[start]

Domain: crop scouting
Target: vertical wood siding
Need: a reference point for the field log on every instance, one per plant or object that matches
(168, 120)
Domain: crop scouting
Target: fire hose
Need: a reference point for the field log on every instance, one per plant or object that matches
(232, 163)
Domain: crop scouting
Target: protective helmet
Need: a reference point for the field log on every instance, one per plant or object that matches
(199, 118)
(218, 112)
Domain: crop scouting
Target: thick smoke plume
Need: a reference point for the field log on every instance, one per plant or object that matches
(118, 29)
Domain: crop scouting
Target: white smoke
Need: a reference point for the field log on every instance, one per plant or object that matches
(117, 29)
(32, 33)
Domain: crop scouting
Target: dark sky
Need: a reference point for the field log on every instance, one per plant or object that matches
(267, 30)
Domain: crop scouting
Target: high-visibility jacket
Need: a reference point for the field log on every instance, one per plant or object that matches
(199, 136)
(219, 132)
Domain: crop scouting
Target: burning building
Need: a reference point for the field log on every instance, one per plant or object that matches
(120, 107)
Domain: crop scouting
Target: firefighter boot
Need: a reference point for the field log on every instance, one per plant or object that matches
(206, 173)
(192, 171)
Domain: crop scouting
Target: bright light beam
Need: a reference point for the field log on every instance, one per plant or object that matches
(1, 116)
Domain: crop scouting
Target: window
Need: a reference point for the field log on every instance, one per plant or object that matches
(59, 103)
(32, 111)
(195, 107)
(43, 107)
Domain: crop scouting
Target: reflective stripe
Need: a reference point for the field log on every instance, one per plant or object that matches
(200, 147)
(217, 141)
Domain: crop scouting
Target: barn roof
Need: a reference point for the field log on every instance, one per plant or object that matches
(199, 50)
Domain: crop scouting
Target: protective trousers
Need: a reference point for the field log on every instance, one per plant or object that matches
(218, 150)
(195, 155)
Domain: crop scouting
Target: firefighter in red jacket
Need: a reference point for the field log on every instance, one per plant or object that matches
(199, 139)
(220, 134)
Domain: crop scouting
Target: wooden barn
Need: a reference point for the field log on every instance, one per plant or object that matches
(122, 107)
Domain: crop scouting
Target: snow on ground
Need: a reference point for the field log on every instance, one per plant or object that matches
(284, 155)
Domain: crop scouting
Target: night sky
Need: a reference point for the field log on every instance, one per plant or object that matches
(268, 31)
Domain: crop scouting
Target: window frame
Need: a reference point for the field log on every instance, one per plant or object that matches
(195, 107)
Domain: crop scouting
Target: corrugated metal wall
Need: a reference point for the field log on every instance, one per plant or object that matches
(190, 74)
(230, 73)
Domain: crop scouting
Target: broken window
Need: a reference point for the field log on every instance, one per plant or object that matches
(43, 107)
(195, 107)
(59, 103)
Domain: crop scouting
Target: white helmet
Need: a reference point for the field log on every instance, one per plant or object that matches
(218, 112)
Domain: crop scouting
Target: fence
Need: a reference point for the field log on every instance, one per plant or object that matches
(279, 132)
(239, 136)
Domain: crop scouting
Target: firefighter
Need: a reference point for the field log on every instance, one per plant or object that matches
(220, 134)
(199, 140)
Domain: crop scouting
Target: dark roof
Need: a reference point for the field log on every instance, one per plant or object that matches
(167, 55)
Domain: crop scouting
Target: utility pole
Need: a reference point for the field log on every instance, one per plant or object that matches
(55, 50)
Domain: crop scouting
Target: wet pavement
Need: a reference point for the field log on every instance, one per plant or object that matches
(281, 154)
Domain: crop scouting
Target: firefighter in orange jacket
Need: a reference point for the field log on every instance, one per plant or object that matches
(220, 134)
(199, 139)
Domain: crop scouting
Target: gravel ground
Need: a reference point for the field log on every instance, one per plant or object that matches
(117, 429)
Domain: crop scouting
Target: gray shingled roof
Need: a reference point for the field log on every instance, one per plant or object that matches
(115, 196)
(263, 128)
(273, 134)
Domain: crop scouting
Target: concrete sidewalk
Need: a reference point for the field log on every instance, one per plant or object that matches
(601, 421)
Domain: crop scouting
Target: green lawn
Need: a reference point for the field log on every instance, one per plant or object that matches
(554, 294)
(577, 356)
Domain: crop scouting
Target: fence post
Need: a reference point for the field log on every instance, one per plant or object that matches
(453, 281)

[end]

- Work instructions
List every line in the rows above that contains the word "helmet", copying each one in full.

- Task result
Target: protective helmet
Target: white helmet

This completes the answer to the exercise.